### Fragmento ###

Como régimen de gobierno en sociedades capitalistas contemporáneas, sólo la democracia depende fundamentalmente de la política para su funcionamiento. En efecto, la política ofrece el entramado de la democracia: su forma de negociar el poder, facilitar la circulación de las élites, crear corrientes de opinión, representar ideas e intereses y resolver conflictos.

Con todo, y a pesar de su imprescindible papel en la gobernanza democrática, la política se encuentra actualmente en retroceso en casi todo el mundo. Sus funcionarios y operadores gozan de escaso prestigio, su financiamiento aparece envuelto en sospechas, sus instituciones estratégicas -parlamento, partidos, sindicatos, organizaciones de masa, clases sociales- se hallan en retirada, sus prácticas son enjuiciadas con saña, su importancia social y cultural decae entre los grupos ilustrados y es impugnada por los jóvenes.

Las fuerzas que operan para acotar su radio de acción, o para sustituirla, debilitarla o restarle legitimidad, son variadas.

### Datos registrados ###

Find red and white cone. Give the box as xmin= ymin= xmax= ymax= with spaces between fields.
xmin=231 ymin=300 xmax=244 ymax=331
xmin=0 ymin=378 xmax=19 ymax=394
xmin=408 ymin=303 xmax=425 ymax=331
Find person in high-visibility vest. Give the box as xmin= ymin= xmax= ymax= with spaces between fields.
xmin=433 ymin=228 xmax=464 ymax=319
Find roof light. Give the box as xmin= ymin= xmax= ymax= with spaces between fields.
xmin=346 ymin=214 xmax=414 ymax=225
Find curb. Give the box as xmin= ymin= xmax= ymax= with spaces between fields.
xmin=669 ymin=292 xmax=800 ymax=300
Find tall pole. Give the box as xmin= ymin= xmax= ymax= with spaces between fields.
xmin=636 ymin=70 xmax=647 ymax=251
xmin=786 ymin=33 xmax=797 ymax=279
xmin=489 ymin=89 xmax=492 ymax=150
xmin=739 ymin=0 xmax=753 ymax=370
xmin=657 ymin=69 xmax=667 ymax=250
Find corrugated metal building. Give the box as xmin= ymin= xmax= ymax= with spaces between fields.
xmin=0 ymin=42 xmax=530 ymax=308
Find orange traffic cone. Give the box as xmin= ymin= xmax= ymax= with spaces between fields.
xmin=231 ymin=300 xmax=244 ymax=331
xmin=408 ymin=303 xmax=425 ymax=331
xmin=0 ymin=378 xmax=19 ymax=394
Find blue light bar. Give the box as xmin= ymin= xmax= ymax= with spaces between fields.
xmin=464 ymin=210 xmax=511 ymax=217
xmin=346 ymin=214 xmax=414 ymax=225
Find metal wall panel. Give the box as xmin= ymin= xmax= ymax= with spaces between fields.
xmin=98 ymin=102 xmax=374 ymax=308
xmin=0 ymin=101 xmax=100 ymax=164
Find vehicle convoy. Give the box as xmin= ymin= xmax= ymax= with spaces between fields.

###

◆ Por hacer
**a)** Transcribe del fragmento sobre la política y la democracia el tramo que va desde "Con todo, y a" hasta "por los jóvenes.".
**b)** Según el fragmento sobre la política y la democracia, ¿de qué depende fundamentalmente la democracia para su funcionamiento?
**c)** Prosigue el fragmento sobre la política y la democracia a partir de donde termina.
El material no interviene en nada de esto.

◆ Resultados del ejercicio
**a)**
Con todo, y a pesar de su imprescindible papel en la gobernanza democrática, la política se encuentra actualmente en retroceso en casi todo el mundo. Sus funcionarios y operadores gozan de escaso prestigio, su financiamiento aparece envuelto en sospechas, sus instituciones estratégicas -parlamento, partidos, sindicatos, organizaciones de masa, clases sociales- se hallan en retirada, sus prácticas son enjuiciadas con saña, su importancia social y cultural decae entre los grupos ilustrados y es impugnada por los jóvenes.

**b)** De la política.

**c)**
Primero, la política pierde terreno globalmente frente a la emergencia de los mercados que se hacen cargo de coordinar actividades antaño controladas por dispositivos públicos. La energía, las telecomunicaciones, las obras públicas, parte de la seguridad ciudadana, la comunicación masiva, el transporte, incluso partes de la salud, la educación y la seguridad social se desenvuelven ahora en espacios o situaciones de mercado. De hecho, el mundo capitalista (o mundo a secas) está entrelazado hoy más por redes de intercambios mercantiles que por instancias políticas o burocracias transnacionales. El imaginario de los pueblos es consumista antes que nacional, patriótico, popular o de solidaridades públicas. Lo público mismo ha cambiado de signo al verse envuelto por la marejada de lo privado, contractual, lucrativo, no-gubernamental.

Chile es un ejemplo paradigmático de tales tendencias, al punto que hoy la onda emergente esgrime el lenguaje de la ‘desmercantilzación’, ‘descomodificación’ y, en general, de una ‘desprivatización’ para indicar que ha llegado el momento de reivindicar el papel de la política, el Estado y la democracia frente a las fuerzas del capitalismo y los mercados.

En seguida, los media y las redes sociales se han apoderado de la deliberación pública, transformándola de cuajo. Ésta abandona los cauces propiamente políticos -el partido, el sindicato, la mutual de trabajadores, el folleto polémico, la intelectualidad crítica, las casas editoras sofisticadas, los programas de debate, etc.- para refugiarse en los medios de comunicación: editoriales de prensa, noticias de TV, 140 caracteres de Twitter, incesantes encuestas que construyen opinión y los miles de operadores comunicacionales que trabajan el ángulo, controlan daño, relacionan públicos, publicitan ideas, mueven consignas, crean ondas y estilos y, en su conjunto, presentan la política como una actividad improductiva, un mal menor.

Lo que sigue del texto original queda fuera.